> Instruction A: In the Boston College–Notre Dame hockey report, how many goals and assists did Boston College's top line combine for in the Fenway game?
> Instruction B: Print the Boston College–Notre Dame hockey report starting with "York's top line" and going on through "it was conceived.".
> Instruction C: Please write the next part of the Boston College–Notre Dame hockey report, picking up after its final sentence.

> Excerpted passage:
========

In the marquee matchup of the day, Boston College got a major contribution from its top line.

Johnny Gaudreau had two goals, including the game-winner, as Boston College edged Notre Dame, 4-3.
Johnny Gaudreau had two goals, including the game-winner, as Boston College edged Notre Dame, 4-3.
Matt Dewkett (

When the stage is at its biggest, a coach always looks for his or her star players to step up. Under the lights at Fenway Park, Boston College's top players answered the call, and then some.

Jerry York's star-studded line of Johnny Gaudreau, Kevin Hayes, and Bill Arnold carried the Eagles' offense, and Boston College eked out a 4-3, Hockey East win over Notre Dame.

"It was a big stage here, and we played a real quality opponent in the Irish, so there's a lot of good things to think about as I try to warm up from the stands here," said a rosy-cheeked York, fresh off the frigid Fenway rink.

York's top line was formed toward the end of an upset loss the Eagles suffered at home against Holy Cross. The next game, York kept the trio together against New Hampshire, and got favorable results. In the Fenway game against Notre Dame, the line combined for three goals and four assists, pacing the Eagles offense and then some, as it has in the 5-0 stretch since it was conceived.

Gaudreau tallied twice, extending his points streak to 14-consecutive games, a stretch during which he's registered a line of 14-13=27. The junior forward said he can't recall going through a stretch of hockey like this ever.

"I guess not," he said. "Coach put me, Bill, and Kevin together, and I think that was pretty exciting for all three of us. We never got a chance to play with each other, and that kind of sparked all three of us.

"Ever since coach put us together, we've been doing really well together. We've been getting a lot of scoring chance; not just our line, but throughout the entire team. It's a lot of fun."

Gaudreau got his first of the game and BC's second of the night nearly nine minutes into the opening period. Arnold found Gaudreau at the top of crease with a no-look pass, and the nation's second-leading scorer was able to slide it past Steven Summerhays.

"It was simple communication; Johnny let me know where he was," Arnold said. "I heard him. He's a little guy, but he's got a big voice.

"When he wants the puck, you make sure you get it to him, and then he stick handles five times in the blink of an eye and puts it in the back of the net."

It looked like Boston College might run away with the contest from there, but Mario Lucia was able to cut the Irish's deficit in half with a tally of his own.

========

> Data segment:
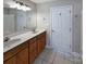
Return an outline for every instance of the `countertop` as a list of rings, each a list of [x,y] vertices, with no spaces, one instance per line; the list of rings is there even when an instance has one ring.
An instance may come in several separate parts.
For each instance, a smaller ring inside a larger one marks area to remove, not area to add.
[[[20,46],[21,43],[24,43],[25,41],[34,38],[35,36],[39,35],[44,31],[46,31],[46,29],[39,29],[39,30],[37,30],[37,33],[27,31],[27,33],[11,37],[12,40],[17,39],[17,41],[3,42],[3,46],[4,46],[3,52],[7,52],[7,51]]]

========

> Expected answer A: Three goals and four assists.

> Expected answer B:
York's top line was formed toward the end of an upset loss the Eagles suffered at home against Holy Cross. The next game, York kept the trio together against New Hampshire, and got favorable results. In the Fenway game against Notre Dame, the line combined for three goals and four assists, pacing the Eagles offense and then some, as it has in the 5-0 stretch since it was conceived.

> Expected answer C:
Another big momentum shift would soon follow, as Michael Sit was assessed a five minute major boarding penalty and a game misconduct as the period expired, giving Notre Dame an extended power play to start the second.

The Irish were able to tie the score only 23 seconds into that man advantage, thanks to a goal from T.J. Tynan, the same player who Sit hit from behind. But with over four minutes of power play time still remaining, Notre Dame couldn't muster a second goal to take the lead.

"Scoring quickly like we did at the beginning of the second was huge," Tynan said. "It would have been nice to get one more on the five minute major, but we got a lot of momentum off of that."

The teams went into the third period tied at two, and then traded tallies, setting the stage for Gaudreau to net the game-winner.

"Johnny got a really nice goal to win the game for us," York said. "I feel really good about the way our team played."

A Kevin Hayes blocked shot led to a chance in transition for the Eagles. With Gaudreau in alone and only Summerhays to beat, he calmly moved the puck to his backhand before sliding it between the goalie's legs.

A few breakdown from Notre Dame was all it took for Boston College to generate all of its offense, and despite overcoming an early 2-0 hole, and even tying the game at three in the third, the Irish never led, and couldn't find the ultimate answer.

"The biggest thing is they capitalize on your mistakes, and we made some mistakes," said Notre Dame head coach Jeff Jackson. "Blocked shots, or we gave up the shorthanded goal; to me that hurt us the most."

Stick tap to @CJZero for the video.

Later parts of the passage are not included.